Work order |
A verbatim copy of the full data, with no pictures, is the expected answer.

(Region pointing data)
______________________________

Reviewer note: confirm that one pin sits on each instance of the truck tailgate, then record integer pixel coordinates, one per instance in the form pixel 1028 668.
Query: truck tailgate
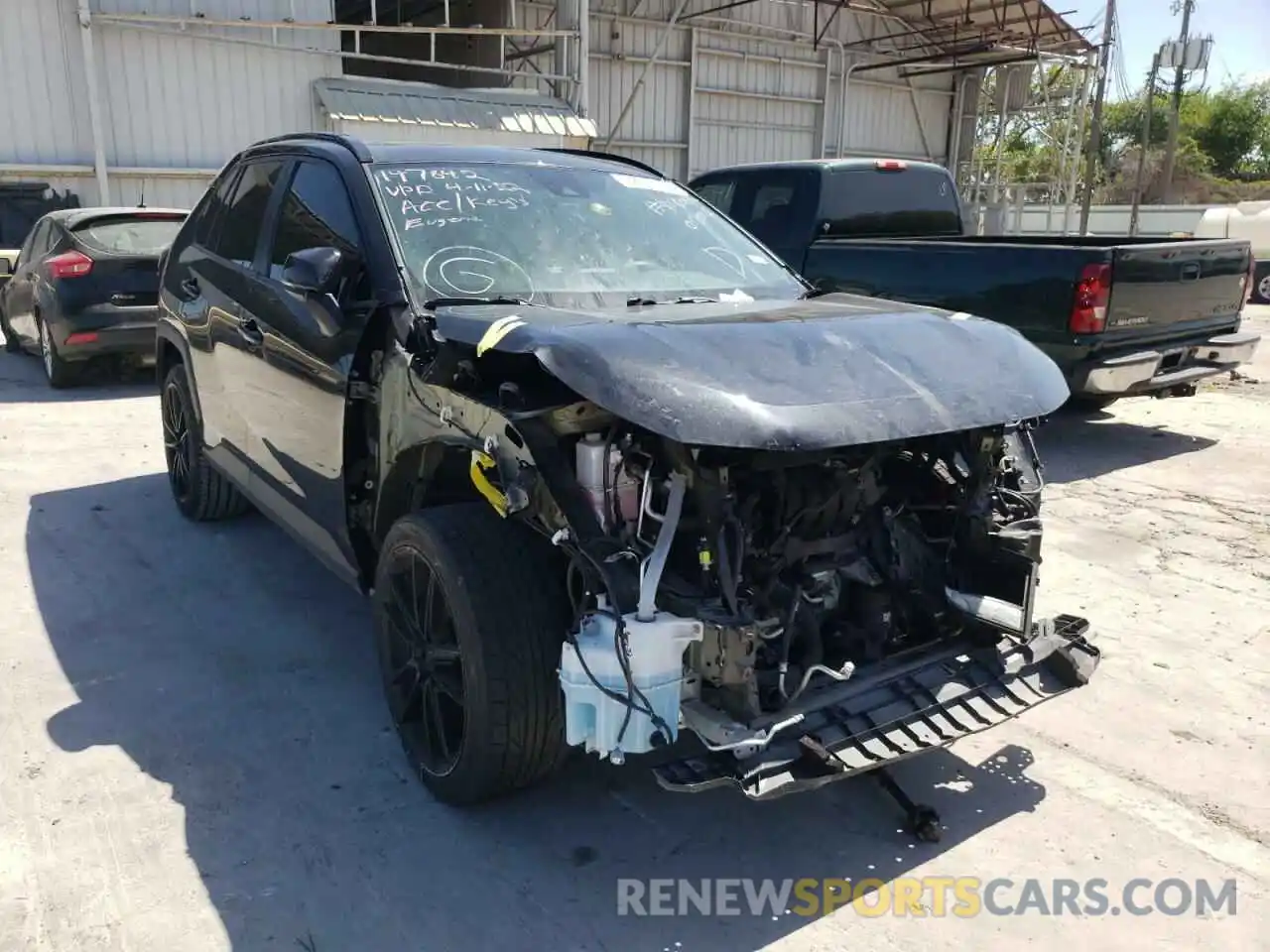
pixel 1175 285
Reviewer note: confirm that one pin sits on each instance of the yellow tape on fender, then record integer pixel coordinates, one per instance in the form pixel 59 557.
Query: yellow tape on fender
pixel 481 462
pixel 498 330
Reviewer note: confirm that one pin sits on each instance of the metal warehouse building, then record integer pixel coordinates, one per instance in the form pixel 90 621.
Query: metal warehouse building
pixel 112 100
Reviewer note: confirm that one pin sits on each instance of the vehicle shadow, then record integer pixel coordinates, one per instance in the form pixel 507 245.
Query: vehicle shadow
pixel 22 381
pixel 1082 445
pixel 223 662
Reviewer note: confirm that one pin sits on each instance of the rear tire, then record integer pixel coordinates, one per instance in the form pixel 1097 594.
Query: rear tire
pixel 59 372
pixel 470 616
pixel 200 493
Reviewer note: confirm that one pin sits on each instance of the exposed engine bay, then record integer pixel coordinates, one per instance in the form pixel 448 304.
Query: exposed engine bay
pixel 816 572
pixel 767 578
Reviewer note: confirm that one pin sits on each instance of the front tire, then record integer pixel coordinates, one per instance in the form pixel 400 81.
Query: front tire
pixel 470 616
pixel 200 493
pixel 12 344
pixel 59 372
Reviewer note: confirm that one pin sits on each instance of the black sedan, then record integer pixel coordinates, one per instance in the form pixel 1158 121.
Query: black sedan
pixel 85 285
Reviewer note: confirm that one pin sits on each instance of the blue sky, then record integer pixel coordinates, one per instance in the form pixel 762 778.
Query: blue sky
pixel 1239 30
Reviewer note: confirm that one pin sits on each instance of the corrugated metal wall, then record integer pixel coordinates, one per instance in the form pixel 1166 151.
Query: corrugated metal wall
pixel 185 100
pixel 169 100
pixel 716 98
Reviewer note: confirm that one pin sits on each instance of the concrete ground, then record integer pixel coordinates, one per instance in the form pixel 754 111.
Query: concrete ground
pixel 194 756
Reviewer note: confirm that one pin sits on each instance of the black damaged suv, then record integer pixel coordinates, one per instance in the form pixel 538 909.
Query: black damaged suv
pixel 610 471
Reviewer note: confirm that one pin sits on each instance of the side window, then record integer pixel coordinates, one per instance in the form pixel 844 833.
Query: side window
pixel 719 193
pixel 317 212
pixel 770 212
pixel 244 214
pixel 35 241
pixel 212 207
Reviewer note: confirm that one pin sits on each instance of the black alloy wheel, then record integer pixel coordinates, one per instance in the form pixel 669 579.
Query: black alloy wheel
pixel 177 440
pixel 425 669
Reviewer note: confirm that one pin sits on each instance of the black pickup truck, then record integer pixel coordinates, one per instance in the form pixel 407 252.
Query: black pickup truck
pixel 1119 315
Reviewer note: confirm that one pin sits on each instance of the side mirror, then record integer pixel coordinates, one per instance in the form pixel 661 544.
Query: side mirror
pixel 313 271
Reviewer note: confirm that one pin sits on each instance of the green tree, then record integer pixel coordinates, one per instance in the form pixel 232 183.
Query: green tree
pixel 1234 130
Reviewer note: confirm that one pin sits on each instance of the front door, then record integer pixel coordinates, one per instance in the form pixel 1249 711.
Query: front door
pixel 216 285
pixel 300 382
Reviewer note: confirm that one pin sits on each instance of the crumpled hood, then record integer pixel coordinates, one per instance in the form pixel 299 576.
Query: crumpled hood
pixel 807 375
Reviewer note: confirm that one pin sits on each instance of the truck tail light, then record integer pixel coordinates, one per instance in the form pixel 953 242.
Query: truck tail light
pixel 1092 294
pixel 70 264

______________________________

Solution |
Reviewer note: confirm that one pin sits on each instance of the truck tailgate, then record integer pixel coordinates, one per instance in the form pixel 1028 668.
Query: truck tailgate
pixel 1175 285
Reviewer note: confirm that one pin sits on each instance of the yellow tape on fender, then record integer pixel coordinates, one per instance in the form pixel 59 557.
Query: yellow tape on fender
pixel 481 462
pixel 498 330
Reviewer note: confirm that one pin sits on each instance of the metal warehouse building, then record integer pixel coordinates, one per instance in the form pixel 90 621.
Query: metal warehouse building
pixel 112 100
Reviewer note: confirm that one pin sits on each instance of the vehicle shadow, then record integer pixel coordinates, one per instance in the form pixel 507 245.
Query: vehicle shadow
pixel 22 381
pixel 1082 445
pixel 223 662
Reviewer note: confirm that one pin sits on each instance of the rear tire, then record integer pixel coordinates, one per instance in the form pixel 1097 594.
Query: rear tire
pixel 59 372
pixel 470 616
pixel 200 493
Reviewer note: confirm that one pin sits on each instance of the exposed engine bay, then record integer pixel coordinates, one per instance in the form pixel 448 304.
Query: exposed engine bay
pixel 816 572
pixel 767 578
Reviewer note: confirm that one pin sits on each instance of the front tire, then record integer pixel coordinates, one per instance in the form pixel 400 81.
Query: front tire
pixel 470 616
pixel 200 493
pixel 12 344
pixel 59 372
Reviewer note: confirm that one pin sits on each instance of the black sedan, then record integer pixel coordinates, one per instance in the form pixel 1158 121.
Query: black sedan
pixel 85 285
Reviewer note: confirm that one pin sits on each instance of the blue sky, then record integer pixel coordinates, one per instance in the form pixel 762 778.
Query: blue sky
pixel 1239 30
Reviewer note: confirm that one pin sits on each instance of the corrugated metal wall, then record integer pixel coordinates, one per instance in the form pixel 1166 151.
Query: corrugated metal wall
pixel 185 100
pixel 169 100
pixel 716 98
Reviewer note: confirm that one pin sits on each instance of the concrete ground, then record integer pixel coordinates, one per instance in the form pixel 754 111.
Query: concrete ground
pixel 194 756
Reviewer note: confirm that one pin sits on each instance of the black damaged suv, then record integer pixel coordinates, one per instance in the form pixel 538 909.
Query: black damaged suv
pixel 610 471
Reviewer note: confirm that one pin sits on each instance of the side window, then record integer pixel coordinates, one per instance in the form pixel 844 833.
Query: side window
pixel 719 193
pixel 317 212
pixel 770 212
pixel 244 214
pixel 35 241
pixel 212 207
Reviewer note: confirm that one pin sits on each instance of the black alloy wheel, then record integer pixel coordinates, one per instance in the form pixel 669 579.
Query: black alloy wheel
pixel 177 440
pixel 425 669
Reviewer note: confirm that one pin sits on each instance of the black pickup truck, then record integer pixel coordinates, one per instance in the form pixel 407 252.
Query: black pickup truck
pixel 1119 315
Reviewer note: confirm that one pin sits on each instance of the side mirror, then record integer pixel coordinates, one per instance in the form pixel 661 544.
Query: side mirror
pixel 313 271
Reviewer note: confirm that one pin sits on each instance of the green tree, then record integer pixel coordinates, one per instance in the form pixel 232 183.
Query: green tree
pixel 1234 130
Reviewer note: confirm that one pin sits on each instance of the front door, then record integer pixel coordinates, one per instance in the form pixel 1249 711.
Query: front door
pixel 216 285
pixel 300 382
Reviewer note: confirm that one pin sits on each instance of the crumpled hood, then record integer pixel coordinates, one per instance in the form pixel 299 576.
Query: crumpled hood
pixel 807 375
Reviewer note: confirm that one pin sits on each instance of the truck tail light, then record integer pixel coordinates, one per instance in the form pixel 953 242.
Query: truck tail light
pixel 1092 294
pixel 70 264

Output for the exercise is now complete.